*What is required*:
Transcribe all of the material exactly.

[Stored data]
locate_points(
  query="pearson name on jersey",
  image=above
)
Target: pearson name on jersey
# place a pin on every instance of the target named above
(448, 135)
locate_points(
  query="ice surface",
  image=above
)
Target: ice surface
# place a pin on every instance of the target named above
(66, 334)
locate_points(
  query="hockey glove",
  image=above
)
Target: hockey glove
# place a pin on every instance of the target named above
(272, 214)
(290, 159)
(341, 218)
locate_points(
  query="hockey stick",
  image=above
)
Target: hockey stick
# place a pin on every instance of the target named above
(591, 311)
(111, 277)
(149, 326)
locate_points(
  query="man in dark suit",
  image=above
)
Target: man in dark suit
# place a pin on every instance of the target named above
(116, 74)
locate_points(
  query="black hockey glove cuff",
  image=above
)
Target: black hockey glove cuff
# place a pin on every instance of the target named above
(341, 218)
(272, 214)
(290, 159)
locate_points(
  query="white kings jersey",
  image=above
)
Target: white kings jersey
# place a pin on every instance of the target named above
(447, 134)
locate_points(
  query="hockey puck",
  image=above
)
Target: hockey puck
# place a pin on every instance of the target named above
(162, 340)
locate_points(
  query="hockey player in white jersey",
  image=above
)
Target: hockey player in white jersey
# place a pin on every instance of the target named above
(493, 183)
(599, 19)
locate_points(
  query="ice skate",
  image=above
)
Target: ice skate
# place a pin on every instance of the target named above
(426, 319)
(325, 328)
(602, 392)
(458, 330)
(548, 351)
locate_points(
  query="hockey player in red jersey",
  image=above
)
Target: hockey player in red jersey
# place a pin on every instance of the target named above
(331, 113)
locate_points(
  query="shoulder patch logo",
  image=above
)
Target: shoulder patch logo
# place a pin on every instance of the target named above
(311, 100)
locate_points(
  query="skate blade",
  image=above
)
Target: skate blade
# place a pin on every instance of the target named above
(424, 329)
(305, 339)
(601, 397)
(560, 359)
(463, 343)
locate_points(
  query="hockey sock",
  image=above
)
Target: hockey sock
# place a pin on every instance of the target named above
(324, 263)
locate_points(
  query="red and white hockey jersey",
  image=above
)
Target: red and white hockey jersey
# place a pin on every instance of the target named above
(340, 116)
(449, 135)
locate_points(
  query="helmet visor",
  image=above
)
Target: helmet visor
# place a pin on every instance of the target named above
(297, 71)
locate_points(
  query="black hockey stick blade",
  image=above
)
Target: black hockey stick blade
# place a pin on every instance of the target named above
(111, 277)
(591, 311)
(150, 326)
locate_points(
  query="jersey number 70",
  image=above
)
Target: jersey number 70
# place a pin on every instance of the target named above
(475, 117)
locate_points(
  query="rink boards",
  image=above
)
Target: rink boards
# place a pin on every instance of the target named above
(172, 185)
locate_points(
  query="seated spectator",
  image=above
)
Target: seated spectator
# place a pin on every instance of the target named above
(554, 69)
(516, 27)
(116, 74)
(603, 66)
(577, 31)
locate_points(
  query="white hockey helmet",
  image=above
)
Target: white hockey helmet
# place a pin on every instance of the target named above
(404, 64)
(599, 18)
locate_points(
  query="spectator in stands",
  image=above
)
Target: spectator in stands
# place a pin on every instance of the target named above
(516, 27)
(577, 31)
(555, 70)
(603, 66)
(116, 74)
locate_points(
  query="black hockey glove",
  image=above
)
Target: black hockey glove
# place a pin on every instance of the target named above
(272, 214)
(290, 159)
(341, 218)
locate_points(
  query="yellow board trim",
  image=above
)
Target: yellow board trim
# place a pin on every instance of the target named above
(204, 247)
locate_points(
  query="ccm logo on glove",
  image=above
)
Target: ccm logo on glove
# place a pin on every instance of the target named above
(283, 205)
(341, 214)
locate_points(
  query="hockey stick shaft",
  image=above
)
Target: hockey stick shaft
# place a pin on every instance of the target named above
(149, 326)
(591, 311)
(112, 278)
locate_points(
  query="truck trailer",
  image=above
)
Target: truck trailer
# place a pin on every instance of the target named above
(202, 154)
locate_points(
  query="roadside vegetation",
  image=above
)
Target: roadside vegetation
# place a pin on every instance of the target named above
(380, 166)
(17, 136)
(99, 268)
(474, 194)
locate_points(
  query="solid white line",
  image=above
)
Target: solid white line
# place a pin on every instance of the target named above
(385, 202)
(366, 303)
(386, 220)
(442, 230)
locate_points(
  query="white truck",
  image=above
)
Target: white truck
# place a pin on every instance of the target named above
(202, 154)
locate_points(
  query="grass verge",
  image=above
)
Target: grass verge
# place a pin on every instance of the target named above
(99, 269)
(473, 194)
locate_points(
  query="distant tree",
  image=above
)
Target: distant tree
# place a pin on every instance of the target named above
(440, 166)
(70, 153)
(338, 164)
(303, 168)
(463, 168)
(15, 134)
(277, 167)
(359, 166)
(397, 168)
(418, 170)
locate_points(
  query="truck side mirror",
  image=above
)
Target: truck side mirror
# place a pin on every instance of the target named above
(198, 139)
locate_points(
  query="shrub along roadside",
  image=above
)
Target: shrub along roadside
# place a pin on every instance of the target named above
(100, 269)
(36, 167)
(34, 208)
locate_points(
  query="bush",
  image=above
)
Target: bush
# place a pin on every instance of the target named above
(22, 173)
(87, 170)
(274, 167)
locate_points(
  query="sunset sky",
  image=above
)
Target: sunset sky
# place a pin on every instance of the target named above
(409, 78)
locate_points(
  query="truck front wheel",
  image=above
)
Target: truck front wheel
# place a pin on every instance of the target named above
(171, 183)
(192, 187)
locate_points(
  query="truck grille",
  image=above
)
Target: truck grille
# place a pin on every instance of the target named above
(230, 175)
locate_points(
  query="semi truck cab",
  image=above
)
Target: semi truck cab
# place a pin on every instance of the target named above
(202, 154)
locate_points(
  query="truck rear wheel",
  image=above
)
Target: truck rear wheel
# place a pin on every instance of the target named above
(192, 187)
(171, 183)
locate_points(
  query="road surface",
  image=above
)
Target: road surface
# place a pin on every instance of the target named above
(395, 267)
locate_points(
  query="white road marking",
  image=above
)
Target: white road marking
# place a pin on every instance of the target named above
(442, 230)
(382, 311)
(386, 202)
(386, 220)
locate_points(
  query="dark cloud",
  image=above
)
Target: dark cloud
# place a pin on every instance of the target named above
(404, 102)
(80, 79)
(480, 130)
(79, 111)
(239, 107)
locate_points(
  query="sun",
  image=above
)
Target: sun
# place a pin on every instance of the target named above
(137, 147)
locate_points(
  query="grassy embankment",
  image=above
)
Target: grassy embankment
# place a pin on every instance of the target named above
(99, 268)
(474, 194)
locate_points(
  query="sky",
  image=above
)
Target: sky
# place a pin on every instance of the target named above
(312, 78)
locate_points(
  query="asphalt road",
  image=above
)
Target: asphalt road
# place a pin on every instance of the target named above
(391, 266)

*Complete response*:
locate_points(
  query="pearson name on jersey",
  image=above
)
Target: pearson name on jersey
# place a pin on every instance of the target named above
(448, 135)
locate_points(
  query="ice surface",
  image=above
)
Target: ice surface
# place a pin on every instance of the target named above
(66, 334)
locate_points(
  query="hockey glove",
  image=above
)
Target: hockey glove
# place a pin on every instance of the target named above
(272, 214)
(290, 159)
(341, 218)
locate_points(
  query="hockey stick",
  image=above
)
Target: hockey stick
# place a pin on every instance of the target named above
(591, 311)
(111, 277)
(149, 326)
locate_points(
  query="man in dark suit",
  image=above
)
Target: man in dark suit
# place a pin on every instance of the target named above
(116, 74)
locate_points(
  query="black hockey glove cuff",
  image=above
)
Target: black hockey glove cuff
# place a pin on every instance of the target named above
(341, 218)
(272, 214)
(290, 159)
locate_points(
  query="white kings jersey",
  image=above
)
Target: white kings jersey
# place a pin on every instance of the target named above
(447, 134)
locate_points(
  query="hockey puck",
  image=above
)
Target: hockey puck
# place a pin on every instance of the target named above
(162, 340)
locate_points(
  query="hockey player in white jersey",
  image=above
)
Target: hockey player in white jersey
# place a pin on every instance of the target named above
(493, 183)
(599, 19)
locate_points(
  query="ice skate",
  image=above
)
Target: ice skate
# place a pin on every instance of the target named above
(426, 319)
(325, 328)
(602, 392)
(458, 330)
(548, 351)
locate_points(
  query="hockey player in red jersey",
  image=above
)
Target: hockey player in red jersey
# place a pin on every instance of the target named above
(331, 113)
locate_points(
  query="shoulder patch logo",
  image=above
)
Target: shoulder patch logo
# place a pin on every instance of the target named above
(311, 100)
locate_points(
  query="skate blade",
  image=above
)
Target: skate blade
# place a pin on every instance of the target named above
(424, 329)
(305, 339)
(601, 397)
(560, 359)
(463, 343)
locate_points(
  query="hockey sock",
  image=above
)
Target: hockey sock
# place a pin on every instance of the target named above
(324, 263)
locate_points(
  query="red and white hockey jersey",
  image=above
)
Target: red and white hockey jersey
# place a pin on every instance of the target named above
(340, 116)
(449, 135)
locate_points(
  query="helmet visor",
  image=above
)
Target: helmet visor
# place a pin on every instance of the target named above
(297, 71)
locate_points(
  query="black hockey stick blade",
  image=above
)
Target: black hockey stick blade
# place a pin on every instance of the target named above
(111, 277)
(591, 311)
(150, 326)
locate_points(
  query="jersey number 70",
  image=above
)
Target: jersey number 70
# place a pin on every instance of the target named above
(475, 117)
locate_points(
  query="rink boards",
  image=above
)
Target: rink boards
# place a pin on every instance of the target named above
(172, 185)
locate_points(
  query="seated spectator",
  image=above
)
Target: seated spectator
# place a pin on every instance of the target named above
(554, 69)
(516, 27)
(116, 74)
(603, 66)
(577, 31)
locate_points(
  query="white hockey helmet",
  image=above
)
Target: white hockey helmet
# place a pin on every instance of the target named above
(404, 64)
(599, 18)
locate_points(
  query="spectator in stands",
  image=above
)
Target: spectator in stands
# place a pin on every instance of the target named above
(516, 27)
(577, 31)
(555, 70)
(603, 66)
(116, 74)
locate_points(
  query="black hockey glove",
  image=above
)
Target: black hockey glove
# place a pin on every instance of the target named above
(272, 214)
(290, 159)
(341, 218)
locate_points(
  query="yellow board trim",
  image=above
)
Target: yellow board trim
# place a pin on every instance of the target named above
(204, 247)
locate_points(
  query="ccm logo on glove",
  image=above
)
Target: ccm logo on glove
# place a pin on every instance of the target named above
(283, 205)
(341, 214)
locate_points(
  query="hockey stick shaft",
  image=above
)
Target: hockey stick shaft
# place a pin on every instance of the target named above
(149, 326)
(591, 311)
(112, 278)
locate_points(
  query="truck trailer",
  image=above
)
Target: truck trailer
# place a pin on every instance of the target named above
(202, 154)
locate_points(
  query="roadside vegetation",
  image=above
)
Target: roadside vegetation
# place a pin on every instance of the target named above
(380, 166)
(17, 136)
(99, 268)
(474, 194)
locate_points(
  query="solid white line",
  image=above
)
Target: solid white line
# place a pin on every instance of the target named above
(385, 202)
(366, 303)
(386, 220)
(442, 230)
locate_points(
  query="white truck",
  image=above
)
Target: white truck
# place a pin on every instance of the target named above
(202, 154)
locate_points(
  query="grass verge",
  image=above
)
Target: grass verge
# place a pin on every instance of the target named above
(99, 269)
(473, 194)
locate_points(
  query="distant tree",
  image=above
)
Target: distant tree
# place a pin on every instance of the target named above
(440, 166)
(70, 153)
(338, 164)
(303, 168)
(463, 168)
(15, 134)
(277, 167)
(359, 166)
(397, 168)
(418, 170)
locate_points(
  query="truck side mirror",
  image=above
)
Target: truck side mirror
# place a pin on every instance of the target named above
(198, 139)
locate_points(
  query="shrub along roadside",
  image=above
)
Target: shrub along roadside
# place a pin on every instance of the target named above
(100, 269)
(36, 167)
(34, 208)
locate_points(
  query="bush",
  image=above
)
Target: bush
# place a pin on every instance of the target named above
(22, 173)
(87, 170)
(274, 167)
locate_points(
  query="sunset sky",
  image=above
)
Target: sunset sky
# place a pin on every instance of the target named above
(409, 78)
locate_points(
  query="truck front wheel",
  image=above
)
Target: truck front wheel
# place a pin on every instance of the target named above
(171, 183)
(192, 187)
locate_points(
  query="truck grille",
  image=above
)
Target: truck grille
# place a pin on every instance of the target named above
(230, 175)
locate_points(
  query="semi truck cab",
  image=above
)
Target: semi truck cab
# place a pin on every instance of the target named above
(202, 154)
locate_points(
  query="truck rear wheel",
  image=above
)
Target: truck rear wheel
# place a pin on every instance of the target named above
(192, 187)
(171, 183)
locate_points(
  query="road surface",
  image=above
)
Target: road surface
# place a pin on every instance of the target named above
(395, 267)
locate_points(
  query="white road marking",
  image=above
)
Target: white road marking
# place a pin on every instance of the target named above
(442, 230)
(382, 311)
(386, 202)
(386, 220)
locate_points(
  query="dark cloud",
  image=above
)
Target: dark cloud
# place a pin on every instance of the target named above
(404, 102)
(80, 79)
(480, 130)
(79, 111)
(239, 107)
locate_points(
  query="sun",
  image=above
)
Target: sun
# place a pin on every instance of the target named above
(137, 147)
locate_points(
  query="grassy embankment",
  image=above
)
Target: grassy embankment
# place a pin on every instance of the target named above
(99, 268)
(474, 194)
locate_points(
  query="sky",
  image=above
)
Target: sky
# place a pin on every instance of the target named above
(312, 78)
locate_points(
  query="asphalt road",
  image=above
)
Target: asphalt road
# place a pin on every instance of the target named above
(391, 266)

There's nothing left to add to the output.